PROBLEM TO WORK ON: Express the data below as a JSON list of strings with one string per line. Leave out the blank lines.

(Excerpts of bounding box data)
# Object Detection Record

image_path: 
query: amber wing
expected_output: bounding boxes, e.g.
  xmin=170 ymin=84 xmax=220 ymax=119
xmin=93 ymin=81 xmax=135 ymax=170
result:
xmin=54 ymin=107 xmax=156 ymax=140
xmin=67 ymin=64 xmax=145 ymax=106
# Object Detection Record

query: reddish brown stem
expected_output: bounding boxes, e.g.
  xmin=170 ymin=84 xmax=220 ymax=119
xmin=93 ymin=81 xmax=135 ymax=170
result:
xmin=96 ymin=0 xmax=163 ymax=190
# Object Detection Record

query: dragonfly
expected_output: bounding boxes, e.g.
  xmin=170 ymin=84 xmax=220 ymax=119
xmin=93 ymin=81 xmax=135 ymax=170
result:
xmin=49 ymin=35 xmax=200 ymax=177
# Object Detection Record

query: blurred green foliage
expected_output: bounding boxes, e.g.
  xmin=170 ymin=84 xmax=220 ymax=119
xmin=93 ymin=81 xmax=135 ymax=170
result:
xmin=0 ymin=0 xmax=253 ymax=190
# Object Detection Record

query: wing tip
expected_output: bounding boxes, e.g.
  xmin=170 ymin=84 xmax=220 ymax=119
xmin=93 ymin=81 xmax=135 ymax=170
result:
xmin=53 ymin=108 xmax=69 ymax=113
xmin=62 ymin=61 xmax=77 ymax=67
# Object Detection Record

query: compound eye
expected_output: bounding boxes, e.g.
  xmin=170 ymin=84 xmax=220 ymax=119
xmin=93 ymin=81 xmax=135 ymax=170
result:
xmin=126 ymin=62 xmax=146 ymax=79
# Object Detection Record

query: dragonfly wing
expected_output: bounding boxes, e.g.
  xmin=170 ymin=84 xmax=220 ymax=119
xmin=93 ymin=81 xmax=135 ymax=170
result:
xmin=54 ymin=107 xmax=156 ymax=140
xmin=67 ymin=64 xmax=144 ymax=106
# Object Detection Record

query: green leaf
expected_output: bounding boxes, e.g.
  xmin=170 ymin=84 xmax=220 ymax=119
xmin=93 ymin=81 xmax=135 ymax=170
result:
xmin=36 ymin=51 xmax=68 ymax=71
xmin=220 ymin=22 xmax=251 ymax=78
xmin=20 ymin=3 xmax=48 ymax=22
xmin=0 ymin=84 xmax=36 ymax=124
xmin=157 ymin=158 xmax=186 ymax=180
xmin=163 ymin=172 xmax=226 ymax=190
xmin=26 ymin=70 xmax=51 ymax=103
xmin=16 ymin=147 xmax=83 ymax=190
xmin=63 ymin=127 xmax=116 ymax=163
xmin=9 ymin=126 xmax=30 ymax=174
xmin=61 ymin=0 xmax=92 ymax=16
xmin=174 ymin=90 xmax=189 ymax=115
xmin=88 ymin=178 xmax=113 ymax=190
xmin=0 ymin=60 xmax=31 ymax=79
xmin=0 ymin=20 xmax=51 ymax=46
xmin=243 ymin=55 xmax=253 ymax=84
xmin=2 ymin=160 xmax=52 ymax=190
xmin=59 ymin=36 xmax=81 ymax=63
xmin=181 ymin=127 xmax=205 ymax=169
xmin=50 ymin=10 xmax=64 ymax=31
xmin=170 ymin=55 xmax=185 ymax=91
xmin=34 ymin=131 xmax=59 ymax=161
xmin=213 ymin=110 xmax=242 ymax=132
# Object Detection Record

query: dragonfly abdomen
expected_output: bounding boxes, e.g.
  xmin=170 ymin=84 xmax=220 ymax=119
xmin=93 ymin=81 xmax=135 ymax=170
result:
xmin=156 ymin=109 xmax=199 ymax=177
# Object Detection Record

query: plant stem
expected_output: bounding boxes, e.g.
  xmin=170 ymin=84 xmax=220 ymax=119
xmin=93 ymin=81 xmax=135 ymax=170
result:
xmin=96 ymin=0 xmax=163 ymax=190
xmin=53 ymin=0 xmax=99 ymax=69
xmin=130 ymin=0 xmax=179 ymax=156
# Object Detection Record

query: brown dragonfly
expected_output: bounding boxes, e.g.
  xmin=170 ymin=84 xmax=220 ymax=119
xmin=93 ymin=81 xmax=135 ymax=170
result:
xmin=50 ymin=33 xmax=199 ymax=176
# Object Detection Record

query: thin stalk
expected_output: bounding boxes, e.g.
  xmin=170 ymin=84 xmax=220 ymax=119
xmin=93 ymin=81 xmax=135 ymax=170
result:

RESULT FOR THIS EXERCISE:
[
  "# Object Detection Record",
  "image_path: ",
  "query: amber wing",
  "expected_output: bounding boxes, e.g.",
  "  xmin=170 ymin=84 xmax=220 ymax=119",
  "xmin=93 ymin=81 xmax=135 ymax=170",
  "result:",
  "xmin=54 ymin=107 xmax=156 ymax=140",
  "xmin=67 ymin=64 xmax=145 ymax=106",
  "# Object Detection Record",
  "query: reddish brown stem",
  "expected_output: bounding boxes, e.g.",
  "  xmin=170 ymin=84 xmax=220 ymax=119",
  "xmin=93 ymin=81 xmax=135 ymax=170",
  "result:",
  "xmin=96 ymin=0 xmax=163 ymax=190",
  "# Object Detection Record",
  "query: dragonfly",
  "expected_output: bounding boxes, e.g.",
  "  xmin=170 ymin=84 xmax=220 ymax=119",
  "xmin=93 ymin=81 xmax=135 ymax=170",
  "result:",
  "xmin=49 ymin=35 xmax=200 ymax=177",
  "# Object Detection Record",
  "query: blurred green foliage",
  "expected_output: bounding boxes, e.g.",
  "  xmin=170 ymin=84 xmax=220 ymax=119",
  "xmin=93 ymin=81 xmax=135 ymax=170",
  "result:",
  "xmin=0 ymin=0 xmax=253 ymax=190",
  "# Object Detection Record",
  "query: wing tip",
  "expected_output: bounding boxes, e.g.",
  "  xmin=170 ymin=84 xmax=220 ymax=119",
  "xmin=93 ymin=81 xmax=135 ymax=170",
  "result:",
  "xmin=53 ymin=108 xmax=69 ymax=113",
  "xmin=62 ymin=61 xmax=77 ymax=67",
  "# Object Detection Record",
  "query: compound eye",
  "expected_output: bounding boxes, e.g.",
  "  xmin=170 ymin=84 xmax=220 ymax=119",
  "xmin=93 ymin=81 xmax=135 ymax=170",
  "result:",
  "xmin=126 ymin=62 xmax=146 ymax=79",
  "# Object Detection Record",
  "query: dragonfly wing",
  "expected_output: bounding boxes, e.g.",
  "  xmin=170 ymin=84 xmax=220 ymax=119",
  "xmin=93 ymin=81 xmax=135 ymax=170",
  "result:",
  "xmin=54 ymin=107 xmax=156 ymax=140",
  "xmin=67 ymin=64 xmax=144 ymax=106",
  "# Object Detection Record",
  "query: green leaf",
  "expected_output: bounding boxes, e.g.",
  "  xmin=170 ymin=84 xmax=220 ymax=119",
  "xmin=93 ymin=81 xmax=135 ymax=170",
  "result:",
  "xmin=36 ymin=51 xmax=68 ymax=71",
  "xmin=220 ymin=22 xmax=251 ymax=78",
  "xmin=20 ymin=3 xmax=48 ymax=22",
  "xmin=0 ymin=84 xmax=36 ymax=124",
  "xmin=157 ymin=158 xmax=186 ymax=180",
  "xmin=163 ymin=172 xmax=226 ymax=190",
  "xmin=26 ymin=70 xmax=51 ymax=103",
  "xmin=16 ymin=147 xmax=83 ymax=190",
  "xmin=63 ymin=127 xmax=116 ymax=163",
  "xmin=9 ymin=126 xmax=30 ymax=174",
  "xmin=61 ymin=0 xmax=92 ymax=16",
  "xmin=174 ymin=90 xmax=189 ymax=115",
  "xmin=88 ymin=178 xmax=113 ymax=190",
  "xmin=0 ymin=60 xmax=31 ymax=79",
  "xmin=0 ymin=20 xmax=51 ymax=46",
  "xmin=243 ymin=55 xmax=253 ymax=84",
  "xmin=2 ymin=160 xmax=52 ymax=190",
  "xmin=59 ymin=36 xmax=81 ymax=63",
  "xmin=181 ymin=127 xmax=205 ymax=169",
  "xmin=50 ymin=10 xmax=64 ymax=31",
  "xmin=170 ymin=55 xmax=185 ymax=91",
  "xmin=34 ymin=131 xmax=59 ymax=161",
  "xmin=213 ymin=110 xmax=242 ymax=132",
  "# Object Detection Record",
  "query: dragonfly abdomen",
  "expected_output: bounding boxes, e.g.",
  "  xmin=170 ymin=84 xmax=220 ymax=119",
  "xmin=93 ymin=81 xmax=135 ymax=170",
  "result:",
  "xmin=156 ymin=109 xmax=199 ymax=177",
  "# Object Detection Record",
  "query: plant stem",
  "expected_output: bounding boxes, e.g.",
  "  xmin=170 ymin=84 xmax=220 ymax=119",
  "xmin=93 ymin=81 xmax=135 ymax=170",
  "result:",
  "xmin=96 ymin=0 xmax=163 ymax=190",
  "xmin=53 ymin=0 xmax=99 ymax=69",
  "xmin=130 ymin=0 xmax=179 ymax=156",
  "# Object Detection Record",
  "query: brown dragonfly",
  "expected_output: bounding boxes, e.g.",
  "  xmin=170 ymin=84 xmax=220 ymax=119",
  "xmin=93 ymin=81 xmax=135 ymax=170",
  "result:",
  "xmin=50 ymin=33 xmax=199 ymax=176",
  "# Object Detection Record",
  "query: thin stalk",
  "expected_output: bounding boxes, e.g.",
  "  xmin=170 ymin=84 xmax=220 ymax=119",
  "xmin=93 ymin=81 xmax=135 ymax=170",
  "result:"
]